Stated goal —
Reproduce only the items starting at the line that contains "Double-check for me: is the submerged railing" and ending at the line that contains "[181,102,215,122]", requests included. Shift every coordinate number in the answers by -31.

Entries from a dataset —

________________________

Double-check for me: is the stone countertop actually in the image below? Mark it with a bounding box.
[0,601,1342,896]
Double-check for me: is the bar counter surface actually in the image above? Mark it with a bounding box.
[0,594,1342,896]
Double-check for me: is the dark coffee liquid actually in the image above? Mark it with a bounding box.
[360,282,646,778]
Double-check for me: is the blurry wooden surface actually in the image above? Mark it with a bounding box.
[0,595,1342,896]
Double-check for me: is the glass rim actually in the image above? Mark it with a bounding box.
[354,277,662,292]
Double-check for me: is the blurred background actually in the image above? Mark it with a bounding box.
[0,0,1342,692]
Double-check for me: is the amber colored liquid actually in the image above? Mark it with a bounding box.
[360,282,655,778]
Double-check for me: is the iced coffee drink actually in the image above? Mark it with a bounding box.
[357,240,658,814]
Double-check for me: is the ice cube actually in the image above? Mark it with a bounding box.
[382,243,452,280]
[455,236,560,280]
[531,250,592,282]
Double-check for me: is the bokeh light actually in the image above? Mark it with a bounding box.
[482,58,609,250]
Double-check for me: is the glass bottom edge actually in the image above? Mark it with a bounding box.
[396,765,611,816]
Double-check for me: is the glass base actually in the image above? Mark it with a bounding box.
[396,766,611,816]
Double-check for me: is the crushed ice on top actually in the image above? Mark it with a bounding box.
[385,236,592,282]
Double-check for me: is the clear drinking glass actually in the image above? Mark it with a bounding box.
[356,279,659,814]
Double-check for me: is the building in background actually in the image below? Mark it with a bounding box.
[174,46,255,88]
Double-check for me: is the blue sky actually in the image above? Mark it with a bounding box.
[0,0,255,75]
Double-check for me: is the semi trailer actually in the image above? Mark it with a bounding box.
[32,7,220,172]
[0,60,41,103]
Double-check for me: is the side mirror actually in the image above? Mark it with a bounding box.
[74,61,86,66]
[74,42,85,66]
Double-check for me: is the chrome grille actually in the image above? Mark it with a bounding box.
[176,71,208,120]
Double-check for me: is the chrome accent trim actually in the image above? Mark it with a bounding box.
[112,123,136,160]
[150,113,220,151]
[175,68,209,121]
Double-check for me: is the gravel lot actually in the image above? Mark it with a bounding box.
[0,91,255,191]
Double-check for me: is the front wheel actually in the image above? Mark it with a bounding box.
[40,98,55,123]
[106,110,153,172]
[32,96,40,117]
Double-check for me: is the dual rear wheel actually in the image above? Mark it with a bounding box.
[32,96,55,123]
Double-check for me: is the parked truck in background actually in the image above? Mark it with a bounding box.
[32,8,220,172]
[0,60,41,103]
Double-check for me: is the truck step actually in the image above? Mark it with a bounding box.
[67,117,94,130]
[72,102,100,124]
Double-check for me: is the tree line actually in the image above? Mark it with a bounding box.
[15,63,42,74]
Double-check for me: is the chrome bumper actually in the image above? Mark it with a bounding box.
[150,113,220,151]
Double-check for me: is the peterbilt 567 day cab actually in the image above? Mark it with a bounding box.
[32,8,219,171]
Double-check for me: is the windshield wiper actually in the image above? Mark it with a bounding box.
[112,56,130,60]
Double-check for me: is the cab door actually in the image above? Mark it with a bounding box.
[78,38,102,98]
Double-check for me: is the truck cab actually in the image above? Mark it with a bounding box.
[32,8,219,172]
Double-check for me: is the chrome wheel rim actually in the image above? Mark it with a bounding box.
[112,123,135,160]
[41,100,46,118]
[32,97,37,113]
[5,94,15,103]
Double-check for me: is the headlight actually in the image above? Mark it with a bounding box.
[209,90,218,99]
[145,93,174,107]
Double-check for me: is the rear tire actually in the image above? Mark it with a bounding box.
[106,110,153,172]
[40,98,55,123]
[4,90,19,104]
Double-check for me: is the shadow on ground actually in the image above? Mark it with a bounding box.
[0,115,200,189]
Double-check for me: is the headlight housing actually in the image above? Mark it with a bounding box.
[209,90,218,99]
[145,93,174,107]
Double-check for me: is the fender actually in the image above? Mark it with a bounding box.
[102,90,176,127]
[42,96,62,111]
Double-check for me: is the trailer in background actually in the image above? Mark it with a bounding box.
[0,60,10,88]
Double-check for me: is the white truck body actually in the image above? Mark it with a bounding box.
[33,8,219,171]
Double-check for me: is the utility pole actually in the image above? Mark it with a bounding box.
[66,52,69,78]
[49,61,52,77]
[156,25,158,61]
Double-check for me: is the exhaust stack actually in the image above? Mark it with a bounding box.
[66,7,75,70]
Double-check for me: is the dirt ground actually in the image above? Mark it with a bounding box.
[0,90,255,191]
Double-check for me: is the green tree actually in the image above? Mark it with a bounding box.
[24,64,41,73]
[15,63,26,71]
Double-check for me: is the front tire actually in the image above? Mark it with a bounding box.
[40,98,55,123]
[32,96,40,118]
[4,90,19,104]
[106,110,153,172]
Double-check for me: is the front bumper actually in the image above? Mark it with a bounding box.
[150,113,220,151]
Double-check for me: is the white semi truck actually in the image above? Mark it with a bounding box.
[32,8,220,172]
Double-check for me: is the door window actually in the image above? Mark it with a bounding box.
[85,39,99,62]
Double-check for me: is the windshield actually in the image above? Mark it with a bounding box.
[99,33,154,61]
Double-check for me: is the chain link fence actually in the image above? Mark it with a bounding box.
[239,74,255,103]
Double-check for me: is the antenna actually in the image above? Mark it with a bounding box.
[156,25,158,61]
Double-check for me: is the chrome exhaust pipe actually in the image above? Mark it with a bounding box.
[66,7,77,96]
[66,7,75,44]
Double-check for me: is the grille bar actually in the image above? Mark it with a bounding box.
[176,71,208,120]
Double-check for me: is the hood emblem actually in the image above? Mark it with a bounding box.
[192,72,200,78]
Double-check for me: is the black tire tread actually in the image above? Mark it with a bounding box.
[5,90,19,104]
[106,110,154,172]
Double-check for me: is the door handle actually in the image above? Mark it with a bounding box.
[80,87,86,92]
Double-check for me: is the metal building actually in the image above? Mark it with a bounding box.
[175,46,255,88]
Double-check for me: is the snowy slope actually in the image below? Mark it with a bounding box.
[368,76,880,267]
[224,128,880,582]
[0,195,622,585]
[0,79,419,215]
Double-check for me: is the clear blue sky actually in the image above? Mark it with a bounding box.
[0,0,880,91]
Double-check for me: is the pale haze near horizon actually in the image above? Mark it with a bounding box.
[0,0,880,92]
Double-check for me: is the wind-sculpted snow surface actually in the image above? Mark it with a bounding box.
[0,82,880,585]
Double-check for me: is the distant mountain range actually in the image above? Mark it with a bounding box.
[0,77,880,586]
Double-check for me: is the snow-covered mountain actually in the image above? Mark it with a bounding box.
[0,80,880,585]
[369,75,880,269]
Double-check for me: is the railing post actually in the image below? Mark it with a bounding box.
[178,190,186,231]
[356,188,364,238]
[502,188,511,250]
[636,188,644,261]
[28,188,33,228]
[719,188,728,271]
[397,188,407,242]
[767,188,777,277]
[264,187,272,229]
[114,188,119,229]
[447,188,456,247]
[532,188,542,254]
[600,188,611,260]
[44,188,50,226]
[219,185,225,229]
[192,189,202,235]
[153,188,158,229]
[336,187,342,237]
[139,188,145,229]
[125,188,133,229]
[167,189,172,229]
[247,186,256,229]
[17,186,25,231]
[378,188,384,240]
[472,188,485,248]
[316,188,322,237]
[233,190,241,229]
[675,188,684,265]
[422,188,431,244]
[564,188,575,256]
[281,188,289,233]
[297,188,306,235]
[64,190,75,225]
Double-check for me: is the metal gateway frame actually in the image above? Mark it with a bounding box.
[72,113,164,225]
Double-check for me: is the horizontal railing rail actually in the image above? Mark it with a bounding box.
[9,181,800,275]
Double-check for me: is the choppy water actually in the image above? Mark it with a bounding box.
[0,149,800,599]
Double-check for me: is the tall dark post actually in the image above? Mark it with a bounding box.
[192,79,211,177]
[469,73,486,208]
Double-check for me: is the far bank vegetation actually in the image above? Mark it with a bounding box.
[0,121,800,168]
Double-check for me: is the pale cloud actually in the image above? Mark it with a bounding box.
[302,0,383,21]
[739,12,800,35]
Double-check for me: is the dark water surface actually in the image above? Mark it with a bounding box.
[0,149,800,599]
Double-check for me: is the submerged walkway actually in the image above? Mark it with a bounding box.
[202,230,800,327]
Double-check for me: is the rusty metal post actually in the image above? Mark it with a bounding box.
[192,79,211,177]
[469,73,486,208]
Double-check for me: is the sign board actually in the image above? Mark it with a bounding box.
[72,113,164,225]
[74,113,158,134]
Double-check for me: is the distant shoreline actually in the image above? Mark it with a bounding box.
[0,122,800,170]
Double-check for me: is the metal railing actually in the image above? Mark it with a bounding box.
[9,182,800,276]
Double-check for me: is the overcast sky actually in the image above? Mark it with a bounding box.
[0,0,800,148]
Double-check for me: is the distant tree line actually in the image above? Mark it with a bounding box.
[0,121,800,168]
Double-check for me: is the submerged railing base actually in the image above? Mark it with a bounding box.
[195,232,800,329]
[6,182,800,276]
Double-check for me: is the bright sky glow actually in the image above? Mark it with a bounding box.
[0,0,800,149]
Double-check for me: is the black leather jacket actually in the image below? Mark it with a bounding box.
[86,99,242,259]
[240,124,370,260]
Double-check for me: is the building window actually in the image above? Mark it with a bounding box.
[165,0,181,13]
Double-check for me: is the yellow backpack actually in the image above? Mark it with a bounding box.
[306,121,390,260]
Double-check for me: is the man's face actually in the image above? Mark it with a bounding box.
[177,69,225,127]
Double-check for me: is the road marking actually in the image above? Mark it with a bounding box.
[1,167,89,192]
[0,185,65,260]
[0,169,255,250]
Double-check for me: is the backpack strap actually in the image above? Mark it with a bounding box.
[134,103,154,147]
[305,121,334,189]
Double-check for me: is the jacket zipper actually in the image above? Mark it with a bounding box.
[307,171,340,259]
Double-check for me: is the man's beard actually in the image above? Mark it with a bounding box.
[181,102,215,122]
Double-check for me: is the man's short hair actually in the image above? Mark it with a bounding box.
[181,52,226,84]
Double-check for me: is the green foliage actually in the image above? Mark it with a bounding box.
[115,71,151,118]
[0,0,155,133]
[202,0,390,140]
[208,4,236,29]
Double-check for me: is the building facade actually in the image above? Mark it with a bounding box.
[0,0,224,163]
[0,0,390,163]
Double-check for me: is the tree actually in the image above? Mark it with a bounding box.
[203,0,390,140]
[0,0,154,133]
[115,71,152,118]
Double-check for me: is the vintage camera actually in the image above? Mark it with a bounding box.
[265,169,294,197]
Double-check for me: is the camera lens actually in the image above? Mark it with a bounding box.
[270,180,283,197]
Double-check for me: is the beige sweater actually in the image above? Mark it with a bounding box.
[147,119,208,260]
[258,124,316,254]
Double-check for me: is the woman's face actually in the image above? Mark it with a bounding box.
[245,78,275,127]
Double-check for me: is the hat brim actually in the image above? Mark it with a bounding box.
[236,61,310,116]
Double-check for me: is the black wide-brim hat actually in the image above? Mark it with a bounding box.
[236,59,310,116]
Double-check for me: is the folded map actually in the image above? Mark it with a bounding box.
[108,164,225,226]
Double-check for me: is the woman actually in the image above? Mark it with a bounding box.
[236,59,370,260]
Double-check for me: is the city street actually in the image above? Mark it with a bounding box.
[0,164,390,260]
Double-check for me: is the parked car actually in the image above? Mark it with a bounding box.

________________________

Written solution —
Double-check for me: is the submerged railing base actually in the image above? Mark it with a bounding box.
[164,201,769,298]
[-25,151,769,245]
Double-check for me: is the bright sky glow actually in the image above? Mark it with a bounding box.
[-31,-31,769,118]
Double-check for me: is the black leather jacket actually in the image below? Mark it with a bounding box.
[55,68,211,228]
[209,93,339,229]
Double-check for me: is the building window actually in the image above? Mark it with a bounding box.
[134,-31,150,-18]
Double-check for me: is the yellow backpack actually in the image above? Mark it with a bounding box.
[275,90,359,229]
Double-check for me: is the man's face actually in the image above? Mark it with a bounding box.
[146,38,194,96]
Double-check for me: is the road marking actually in the image above? Mark it with a bounding box.
[-30,136,58,161]
[-31,154,34,229]
[-31,138,224,219]
Double-check for me: is the backpack strap actually in the image above? Mark it with a bounding box.
[103,72,123,116]
[274,90,303,158]
Double-check for me: is the jacket zipper actually in the image above? Mark it with a bounding box.
[276,140,309,228]
Double-check for me: is the man's beard actually in the image above? Mark it with a bounding box.
[150,71,184,91]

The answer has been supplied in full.